Problem requirements>
What you give back should be only the lines from the one holding "det: clerical collar" through the final line of the records, each reproduced exactly.

Input for this task>
* * * *

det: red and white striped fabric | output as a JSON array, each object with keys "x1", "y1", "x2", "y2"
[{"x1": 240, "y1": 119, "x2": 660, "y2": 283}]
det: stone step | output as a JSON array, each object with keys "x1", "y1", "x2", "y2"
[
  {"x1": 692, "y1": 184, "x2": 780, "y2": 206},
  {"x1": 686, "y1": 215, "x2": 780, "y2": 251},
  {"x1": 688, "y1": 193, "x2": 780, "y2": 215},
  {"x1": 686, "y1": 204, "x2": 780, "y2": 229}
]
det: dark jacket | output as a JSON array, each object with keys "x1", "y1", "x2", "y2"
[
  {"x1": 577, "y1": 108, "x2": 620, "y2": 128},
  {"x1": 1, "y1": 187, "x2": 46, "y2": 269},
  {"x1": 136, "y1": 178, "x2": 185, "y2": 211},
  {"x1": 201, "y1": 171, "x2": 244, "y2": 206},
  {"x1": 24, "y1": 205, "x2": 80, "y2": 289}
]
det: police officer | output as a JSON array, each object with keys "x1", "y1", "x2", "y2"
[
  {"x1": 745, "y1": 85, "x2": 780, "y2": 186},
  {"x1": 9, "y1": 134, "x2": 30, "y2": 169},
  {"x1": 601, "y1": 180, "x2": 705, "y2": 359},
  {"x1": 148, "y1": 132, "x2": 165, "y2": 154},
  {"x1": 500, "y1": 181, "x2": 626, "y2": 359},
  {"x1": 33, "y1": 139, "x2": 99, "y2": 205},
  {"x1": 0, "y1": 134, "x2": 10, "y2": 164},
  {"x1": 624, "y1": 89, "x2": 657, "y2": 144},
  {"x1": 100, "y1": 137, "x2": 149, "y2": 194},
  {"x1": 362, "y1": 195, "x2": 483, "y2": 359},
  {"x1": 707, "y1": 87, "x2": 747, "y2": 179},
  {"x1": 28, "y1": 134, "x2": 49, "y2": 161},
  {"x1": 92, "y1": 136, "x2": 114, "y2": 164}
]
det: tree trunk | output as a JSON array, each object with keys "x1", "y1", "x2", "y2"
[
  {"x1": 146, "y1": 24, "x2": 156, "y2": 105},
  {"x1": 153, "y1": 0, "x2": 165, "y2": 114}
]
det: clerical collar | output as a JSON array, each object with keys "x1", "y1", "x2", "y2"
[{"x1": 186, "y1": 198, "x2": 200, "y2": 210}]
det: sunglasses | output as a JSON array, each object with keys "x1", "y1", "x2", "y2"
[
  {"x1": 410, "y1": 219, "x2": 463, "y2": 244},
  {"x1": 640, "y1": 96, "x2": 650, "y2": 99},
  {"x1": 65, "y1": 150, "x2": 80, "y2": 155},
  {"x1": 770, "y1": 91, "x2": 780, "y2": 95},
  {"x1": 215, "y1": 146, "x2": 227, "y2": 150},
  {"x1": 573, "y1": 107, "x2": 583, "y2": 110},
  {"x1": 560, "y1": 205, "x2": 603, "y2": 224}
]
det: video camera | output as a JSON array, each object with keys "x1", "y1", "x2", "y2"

* * * *

Task solution>
det: clerical collar | output as a JSON array, each object with keys "x1", "y1", "x2", "y2"
[{"x1": 186, "y1": 198, "x2": 200, "y2": 210}]
det: sunglasses | output as a JSON array, each object with keys "x1", "y1", "x2", "y2"
[
  {"x1": 410, "y1": 219, "x2": 463, "y2": 244},
  {"x1": 640, "y1": 96, "x2": 650, "y2": 99},
  {"x1": 65, "y1": 150, "x2": 80, "y2": 155},
  {"x1": 770, "y1": 91, "x2": 780, "y2": 95},
  {"x1": 215, "y1": 146, "x2": 227, "y2": 150},
  {"x1": 573, "y1": 107, "x2": 583, "y2": 110},
  {"x1": 560, "y1": 205, "x2": 603, "y2": 224}
]
det: video camera | output as a JSON array, each object with keys "x1", "y1", "x2", "y2"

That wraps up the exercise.